▶ PROBLEMS:
1. Translate this sentence from the retention-settings passage below into Spanish: "restic forget needs an exclusive repository lock."
2. According to the retention-settings passage below, what exit code does a host return when it fails to acquire the lock for forget?
3. Using the retention-settings passage below, answer yes or no to whether each statement agrees with it, and quote the deciding words: (a) RESTIC_FORGET_ARGS accepts full shell syntax. (b) The forget preview uses restic forget --dry-run. (c) --prune should be added even when PRUNE_CRON runs separately.

▶ PASSAGE GIVEN:
================

Variable What it controls
RESTIC_FORGET_ARGS Whitespace-split arguments for restic forget; not full shell syntax. Examples: --keep-daily 7, --keep-weekly 5, --keep-monthly 12, --keep-yearly 10. Add --prune only if you do not run PRUNE_CRON separately. Add --retry-lock=DURATION (e.g. 5m) on multi-host repositories so a forget that races against another host's exclusive lock waits instead of returning exit 11.

Preview retention safely before relying on it:

docker exec -ti restic-backup-helper /bin/forget-preview

The preview uses restic forget --dry-run, RESTIC_FORGET_ARGS, and the current host/tag scope by default. See Forget preview.

Multi-host repositories and exit 11

See Repository locks for when Restic uses exclusive locks, how that differs from stale locks, and a preventive checklist beyond forget alone.

restic forget needs an exclusive repository lock. Two hosts that finish their backup phase at roughly the same time will both attempt forget; only one acquires the lock, the other returns exit code 11 ("failed to lock repository") almost immediately.

================

▶ DATA LINES:
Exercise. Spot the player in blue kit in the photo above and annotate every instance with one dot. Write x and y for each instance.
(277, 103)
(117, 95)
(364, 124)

================

▶ RESULTS OF THE TASKS:
1. restic forget necesita un bloqueo exclusivo del repositorio.

2. Exit code 11 ("failed to lock repository").

3.
(a) No: "Whitespace-split arguments for restic forget; not full shell syntax."
(b) Yes: "The preview uses restic forget --dry-run"
(c) No: "Add --prune only if you do not run PRUNE_CRON separately."